**WHAT IS EXPECTED**
Can you convert every line of the material below into a numbered list, skipping blank lines and leaving the pictures out?

Records from a point annotation dataset:
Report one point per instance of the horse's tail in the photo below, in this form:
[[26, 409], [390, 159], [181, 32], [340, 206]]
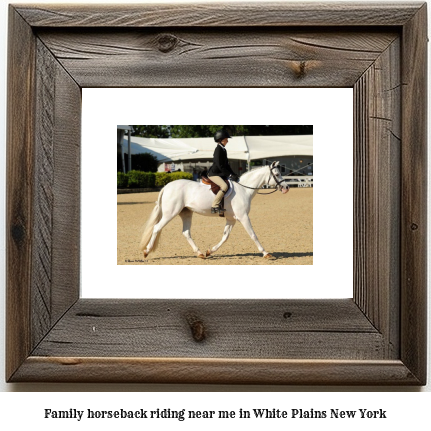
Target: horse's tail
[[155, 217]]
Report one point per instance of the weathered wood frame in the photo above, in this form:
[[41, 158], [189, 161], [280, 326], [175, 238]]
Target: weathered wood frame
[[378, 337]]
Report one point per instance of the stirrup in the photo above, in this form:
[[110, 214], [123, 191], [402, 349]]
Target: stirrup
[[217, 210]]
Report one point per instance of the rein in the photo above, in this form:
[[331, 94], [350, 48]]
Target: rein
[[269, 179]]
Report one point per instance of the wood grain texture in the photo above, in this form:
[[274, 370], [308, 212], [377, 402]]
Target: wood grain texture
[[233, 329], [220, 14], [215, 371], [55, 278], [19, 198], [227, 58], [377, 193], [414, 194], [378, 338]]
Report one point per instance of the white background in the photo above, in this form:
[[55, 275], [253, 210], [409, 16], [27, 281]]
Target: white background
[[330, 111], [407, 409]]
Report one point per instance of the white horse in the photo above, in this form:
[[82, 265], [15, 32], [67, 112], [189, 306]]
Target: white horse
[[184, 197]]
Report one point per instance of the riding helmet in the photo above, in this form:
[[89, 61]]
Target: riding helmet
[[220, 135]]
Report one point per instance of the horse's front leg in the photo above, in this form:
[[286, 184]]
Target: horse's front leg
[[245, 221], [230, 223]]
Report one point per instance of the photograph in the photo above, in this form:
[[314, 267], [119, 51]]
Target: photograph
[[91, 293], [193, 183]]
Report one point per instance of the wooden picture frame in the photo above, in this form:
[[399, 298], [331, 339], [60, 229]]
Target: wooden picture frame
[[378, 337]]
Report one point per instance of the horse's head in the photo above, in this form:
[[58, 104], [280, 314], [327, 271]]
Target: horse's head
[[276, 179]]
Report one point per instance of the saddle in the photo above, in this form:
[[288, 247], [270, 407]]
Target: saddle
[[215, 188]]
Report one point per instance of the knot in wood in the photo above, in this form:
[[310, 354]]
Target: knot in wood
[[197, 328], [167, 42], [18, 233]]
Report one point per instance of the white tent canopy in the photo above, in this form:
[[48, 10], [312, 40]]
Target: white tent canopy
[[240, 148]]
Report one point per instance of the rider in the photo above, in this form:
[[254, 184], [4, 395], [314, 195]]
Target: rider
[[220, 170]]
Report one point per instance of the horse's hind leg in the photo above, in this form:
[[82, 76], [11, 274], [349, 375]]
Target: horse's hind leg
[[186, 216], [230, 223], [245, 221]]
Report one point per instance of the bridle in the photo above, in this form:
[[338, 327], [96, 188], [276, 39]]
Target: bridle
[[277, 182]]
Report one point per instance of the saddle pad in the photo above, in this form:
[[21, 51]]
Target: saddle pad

**RESPONSE FOR THIS EXERCISE**
1. Report one point per instance of the horse's tail in the photo below, in this form:
2. [[26, 409], [390, 159], [181, 32], [340, 206]]
3. Target: horse's tail
4. [[155, 217]]
5. Report one point per instance of the weathered wood frame in the photo above, in this form:
6. [[41, 158], [189, 161], [280, 326], [175, 238]]
7. Target: weathered wood frame
8. [[378, 337]]
9. Report one point per instance of the stirrup in the photo above, in this form:
10. [[110, 214], [123, 191], [402, 349]]
11. Target: stirrup
12. [[217, 210]]
13. Report one point per instance of the rein in the photo above, in this form:
14. [[331, 94], [350, 48]]
15. Target: rein
16. [[269, 179]]
17. Report one point per instance of the wood grain texture in the photo above, in this form:
18. [[274, 370], [308, 212], [377, 402]]
19. Target: wood grain texture
20. [[233, 329], [220, 14], [215, 371], [55, 278], [19, 198], [227, 58], [377, 193], [414, 194], [378, 338]]
21. Report one point per instance of the white background in the photo above, in this form:
22. [[55, 275], [253, 210], [409, 16], [27, 281]]
23. Target: white background
24. [[330, 111], [407, 409]]
25. Report one point per instance of the white horse in the photo above, in this form:
26. [[82, 265], [15, 32], [67, 112], [189, 306]]
27. Target: white horse
28. [[184, 197]]
29. Report one point per instance of the riding helmet in the photo above, in this form:
30. [[89, 61]]
31. Target: riding helmet
32. [[220, 135]]
33. Report one point per instance of the horse's front leg in the photo above, in this form:
34. [[286, 184]]
35. Target: horse's front leg
36. [[245, 221], [230, 223]]
37. Report one point per instance of the photograph in the photo above, in this form:
38. [[314, 267], [119, 51]]
39. Target: photograph
40. [[91, 293], [193, 183]]
41. Report one point per instance of the wooden picture frame in the photo above, in this form:
42. [[399, 298], [331, 339], [60, 229]]
43. Target: wooden picture frame
44. [[378, 337]]
45. Report one point per instance of the horse's head in the photo above, in this form:
46. [[58, 104], [280, 314], [327, 271]]
47. Target: horse's head
48. [[276, 179]]
49. Report one point per instance of the saddle in the photo above, in this form:
50. [[288, 247], [270, 407]]
51. Target: saddle
52. [[215, 188]]
53. Report one point per instance of the knot in wood in the photo above, in this form:
54. [[310, 354]]
55. Target: knot in wood
56. [[197, 328], [167, 42], [18, 233]]
57. Report one point per instance of the white tent canopy in the photo above, in this form:
58. [[48, 10], [312, 40]]
59. Target: white tent canopy
60. [[240, 148]]
61. Report one point per instance of the rider in the photo above, in this form:
62. [[254, 184], [4, 395], [314, 195]]
63. Target: rider
64. [[220, 170]]
65. Report one point per instance of the horse's hind leg in the photo above, in this form:
66. [[82, 76], [11, 274], [349, 375]]
67. Target: horse's hind leg
68. [[186, 216], [230, 223], [245, 221]]
69. Report one point per instance of the bridle in the photo above, in this form:
70. [[338, 327], [96, 188], [276, 39]]
71. Target: bridle
72. [[277, 182]]
73. Report one point per instance of the saddle pad in the photo above, in this form:
74. [[21, 51]]
75. Target: saddle pad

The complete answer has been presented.